START Data excerpts
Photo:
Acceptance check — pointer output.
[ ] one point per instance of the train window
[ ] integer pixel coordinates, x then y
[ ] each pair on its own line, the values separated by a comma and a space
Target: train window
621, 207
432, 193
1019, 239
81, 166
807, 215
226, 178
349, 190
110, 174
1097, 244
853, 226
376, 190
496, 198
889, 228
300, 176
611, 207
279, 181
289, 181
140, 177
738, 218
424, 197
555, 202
END Data excerpts
Copy out the lines given above again without changing anything.

Expected output:
Photo:
Acceptance check — pointer output.
[ ] one point per instance of the train window
[ ] integer pixel coordinates, x then y
[ ] each pair on its own line, the values separated by a comma and a space
Target: train window
621, 207
432, 193
1019, 239
81, 166
807, 215
226, 178
349, 190
110, 174
1097, 244
853, 226
376, 190
496, 198
889, 228
300, 176
611, 207
279, 181
289, 181
140, 177
738, 218
424, 197
555, 202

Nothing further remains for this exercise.